**Exercise**
Everything from the line containing "[tag] air conditioning" through the line containing "[tag] man in dark shirt: a pin per instance" in the listing below should be copied exactly, and nothing more.
+++++
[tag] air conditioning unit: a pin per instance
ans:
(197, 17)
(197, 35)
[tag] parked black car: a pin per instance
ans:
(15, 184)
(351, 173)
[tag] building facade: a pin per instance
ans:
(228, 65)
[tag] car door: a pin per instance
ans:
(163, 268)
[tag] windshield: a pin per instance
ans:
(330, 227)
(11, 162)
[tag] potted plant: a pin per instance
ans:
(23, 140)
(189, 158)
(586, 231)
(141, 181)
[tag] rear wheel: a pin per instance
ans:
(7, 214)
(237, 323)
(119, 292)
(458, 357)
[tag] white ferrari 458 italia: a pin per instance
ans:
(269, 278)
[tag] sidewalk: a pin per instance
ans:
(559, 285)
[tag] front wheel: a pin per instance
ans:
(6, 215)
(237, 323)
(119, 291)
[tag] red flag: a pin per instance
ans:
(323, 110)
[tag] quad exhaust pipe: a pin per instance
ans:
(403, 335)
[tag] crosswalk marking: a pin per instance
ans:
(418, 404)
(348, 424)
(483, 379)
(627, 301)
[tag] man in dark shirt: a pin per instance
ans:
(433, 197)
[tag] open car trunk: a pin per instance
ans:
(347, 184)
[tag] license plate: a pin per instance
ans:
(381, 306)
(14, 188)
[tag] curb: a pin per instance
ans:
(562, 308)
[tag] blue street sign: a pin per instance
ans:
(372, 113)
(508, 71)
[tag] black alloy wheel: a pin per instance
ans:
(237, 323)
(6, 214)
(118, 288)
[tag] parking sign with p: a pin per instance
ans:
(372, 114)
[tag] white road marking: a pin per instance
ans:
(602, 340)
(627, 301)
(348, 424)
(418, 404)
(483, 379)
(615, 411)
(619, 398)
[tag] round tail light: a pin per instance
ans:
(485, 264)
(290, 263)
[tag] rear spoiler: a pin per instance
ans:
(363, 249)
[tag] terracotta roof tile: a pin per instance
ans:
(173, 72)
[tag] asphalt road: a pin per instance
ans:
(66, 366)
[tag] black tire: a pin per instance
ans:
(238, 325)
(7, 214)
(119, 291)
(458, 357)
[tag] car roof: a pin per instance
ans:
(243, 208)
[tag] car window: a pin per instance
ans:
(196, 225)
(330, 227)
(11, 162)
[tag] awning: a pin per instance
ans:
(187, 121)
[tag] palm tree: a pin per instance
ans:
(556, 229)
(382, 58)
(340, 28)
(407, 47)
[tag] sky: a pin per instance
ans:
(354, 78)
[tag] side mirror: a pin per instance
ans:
+++++
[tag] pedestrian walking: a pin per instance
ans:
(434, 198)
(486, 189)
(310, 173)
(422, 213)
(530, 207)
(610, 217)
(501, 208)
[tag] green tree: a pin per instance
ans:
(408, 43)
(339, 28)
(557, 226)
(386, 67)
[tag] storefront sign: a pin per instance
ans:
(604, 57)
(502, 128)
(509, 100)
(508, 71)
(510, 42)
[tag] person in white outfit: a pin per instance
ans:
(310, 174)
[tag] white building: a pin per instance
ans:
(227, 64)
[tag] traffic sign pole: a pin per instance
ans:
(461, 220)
+++++
**Output of the exercise**
[tag] air conditioning unit: a pin per instance
ans:
(197, 17)
(197, 35)
[tag] parked black car: a pin per instance
ans:
(15, 184)
(351, 173)
[tag] building facade: a pin per instance
ans:
(228, 65)
[tag] car door: a pin per instance
ans:
(163, 268)
[tag] windshield: a pin per instance
ans:
(330, 227)
(11, 162)
[tag] potted plant: a pin per instance
ans:
(23, 140)
(189, 158)
(586, 231)
(141, 181)
[tag] rear wheel: a pin per instance
ans:
(7, 214)
(237, 323)
(119, 292)
(458, 357)
[tag] white ferrari 458 italia: a pin per instance
ans:
(269, 278)
[tag] sidewalk: a pin per instance
ans:
(559, 285)
[tag] front wheel: a pin per instance
ans:
(6, 215)
(237, 323)
(119, 291)
[tag] red flag: a pin per instance
ans:
(323, 110)
[tag] quad exhaust pipe: a pin per instance
ans:
(403, 335)
[tag] crosswalk marking: a pin per instance
ans:
(418, 404)
(348, 424)
(483, 379)
(627, 301)
[tag] man in dark shirt: a pin per instance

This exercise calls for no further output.